==== Listed entries ====

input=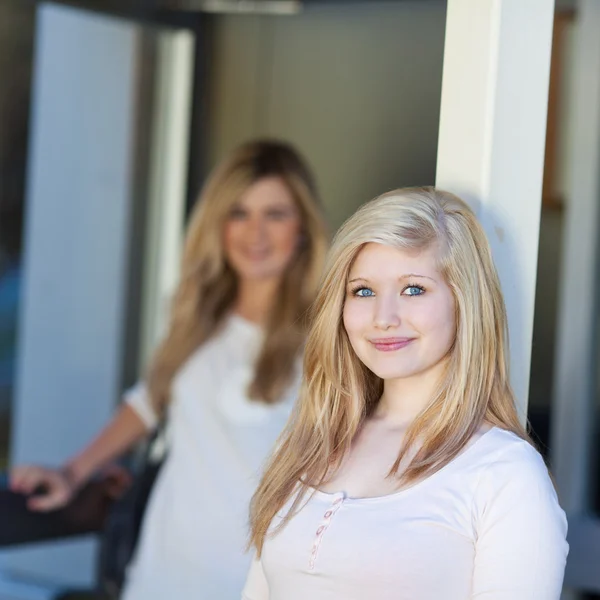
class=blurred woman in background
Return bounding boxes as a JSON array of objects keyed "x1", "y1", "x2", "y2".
[{"x1": 11, "y1": 139, "x2": 329, "y2": 599}]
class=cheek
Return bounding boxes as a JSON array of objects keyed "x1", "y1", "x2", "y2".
[
  {"x1": 430, "y1": 316, "x2": 456, "y2": 350},
  {"x1": 343, "y1": 300, "x2": 370, "y2": 340},
  {"x1": 222, "y1": 222, "x2": 242, "y2": 261},
  {"x1": 270, "y1": 221, "x2": 302, "y2": 257},
  {"x1": 422, "y1": 298, "x2": 456, "y2": 350}
]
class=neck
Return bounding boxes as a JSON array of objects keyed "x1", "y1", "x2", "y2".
[
  {"x1": 374, "y1": 360, "x2": 448, "y2": 428},
  {"x1": 234, "y1": 277, "x2": 281, "y2": 325}
]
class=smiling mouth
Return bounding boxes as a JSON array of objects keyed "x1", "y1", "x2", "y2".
[
  {"x1": 370, "y1": 338, "x2": 415, "y2": 352},
  {"x1": 242, "y1": 249, "x2": 271, "y2": 260}
]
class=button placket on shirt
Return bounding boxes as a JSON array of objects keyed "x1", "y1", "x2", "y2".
[{"x1": 308, "y1": 492, "x2": 346, "y2": 571}]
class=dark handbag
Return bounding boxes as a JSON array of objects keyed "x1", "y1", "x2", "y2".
[
  {"x1": 0, "y1": 424, "x2": 166, "y2": 598},
  {"x1": 0, "y1": 475, "x2": 114, "y2": 547},
  {"x1": 96, "y1": 423, "x2": 167, "y2": 598}
]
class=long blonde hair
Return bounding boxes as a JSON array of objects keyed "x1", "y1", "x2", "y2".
[
  {"x1": 147, "y1": 139, "x2": 328, "y2": 411},
  {"x1": 249, "y1": 186, "x2": 530, "y2": 555}
]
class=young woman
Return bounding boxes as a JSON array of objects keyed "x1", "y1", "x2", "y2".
[
  {"x1": 10, "y1": 139, "x2": 329, "y2": 599},
  {"x1": 244, "y1": 187, "x2": 568, "y2": 600}
]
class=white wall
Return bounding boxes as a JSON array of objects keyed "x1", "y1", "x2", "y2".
[
  {"x1": 3, "y1": 4, "x2": 141, "y2": 587},
  {"x1": 207, "y1": 1, "x2": 447, "y2": 229},
  {"x1": 436, "y1": 0, "x2": 554, "y2": 415}
]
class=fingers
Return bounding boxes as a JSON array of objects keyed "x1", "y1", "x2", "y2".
[
  {"x1": 9, "y1": 466, "x2": 73, "y2": 512},
  {"x1": 10, "y1": 466, "x2": 47, "y2": 495},
  {"x1": 27, "y1": 489, "x2": 69, "y2": 512}
]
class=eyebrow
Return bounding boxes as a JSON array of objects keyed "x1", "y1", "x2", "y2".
[{"x1": 348, "y1": 273, "x2": 437, "y2": 284}]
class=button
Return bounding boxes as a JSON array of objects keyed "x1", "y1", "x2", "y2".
[
  {"x1": 332, "y1": 496, "x2": 343, "y2": 505},
  {"x1": 324, "y1": 510, "x2": 332, "y2": 518},
  {"x1": 316, "y1": 526, "x2": 325, "y2": 536}
]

====

▶ _What the task asks_:
Return the listing above in an exact copy that leaves out the images.

▶ _Solution to this task_:
input=
class=blurred woman in background
Return bounding boxes as a JSON array of objects keyed "x1", "y1", "x2", "y2".
[{"x1": 11, "y1": 139, "x2": 329, "y2": 599}]
class=cheek
Return bounding boxes as a JSON array of objects keyed "x1", "y1", "x2", "y2".
[
  {"x1": 430, "y1": 316, "x2": 456, "y2": 350},
  {"x1": 343, "y1": 300, "x2": 370, "y2": 340},
  {"x1": 222, "y1": 222, "x2": 242, "y2": 261},
  {"x1": 270, "y1": 221, "x2": 302, "y2": 257},
  {"x1": 422, "y1": 298, "x2": 456, "y2": 350}
]
class=neck
Return bounding boxes as a JSON array of objects keyed "x1", "y1", "x2", "y2".
[
  {"x1": 374, "y1": 360, "x2": 448, "y2": 428},
  {"x1": 234, "y1": 277, "x2": 281, "y2": 325}
]
class=smiling mouth
Return bounding boxes as a JSON array of objects keyed "x1", "y1", "x2", "y2".
[
  {"x1": 370, "y1": 338, "x2": 415, "y2": 352},
  {"x1": 242, "y1": 249, "x2": 271, "y2": 260}
]
class=button placket on shirt
Return bounding boxes as a JSON array of objects keyed "x1", "y1", "x2", "y2".
[{"x1": 308, "y1": 492, "x2": 346, "y2": 571}]
class=dark handbag
Return bounding boxes as a JSON array of objects keyed "x1", "y1", "x2", "y2".
[
  {"x1": 0, "y1": 424, "x2": 166, "y2": 598},
  {"x1": 0, "y1": 475, "x2": 114, "y2": 547},
  {"x1": 96, "y1": 423, "x2": 167, "y2": 598}
]
class=long blonde hair
Return bounding boxes as a JSON array of objects keyed "x1", "y1", "x2", "y2".
[
  {"x1": 147, "y1": 139, "x2": 328, "y2": 411},
  {"x1": 249, "y1": 186, "x2": 530, "y2": 555}
]
class=young woman
Return bounding boxes as a JSON array of objects keyed "x1", "y1", "x2", "y2".
[
  {"x1": 10, "y1": 139, "x2": 329, "y2": 599},
  {"x1": 244, "y1": 187, "x2": 568, "y2": 600}
]
class=white wall
Return bounding boxes as a JSON array of objects keyed "x1", "y1", "x2", "y2".
[
  {"x1": 3, "y1": 4, "x2": 141, "y2": 587},
  {"x1": 207, "y1": 1, "x2": 447, "y2": 229},
  {"x1": 436, "y1": 0, "x2": 554, "y2": 415}
]
class=fingers
Return bounding boxes as a JSON array of objects keyed "x1", "y1", "x2", "y2".
[
  {"x1": 9, "y1": 466, "x2": 73, "y2": 512},
  {"x1": 10, "y1": 466, "x2": 47, "y2": 495},
  {"x1": 27, "y1": 489, "x2": 69, "y2": 512}
]
class=eyebrow
Return bounding boxes as a JSON array of objects keyed "x1", "y1", "x2", "y2".
[{"x1": 348, "y1": 273, "x2": 437, "y2": 284}]
class=button
Return bounding boxes as a JSON array of objects keyed "x1", "y1", "x2", "y2".
[
  {"x1": 332, "y1": 496, "x2": 343, "y2": 505},
  {"x1": 324, "y1": 510, "x2": 332, "y2": 518},
  {"x1": 316, "y1": 526, "x2": 325, "y2": 536}
]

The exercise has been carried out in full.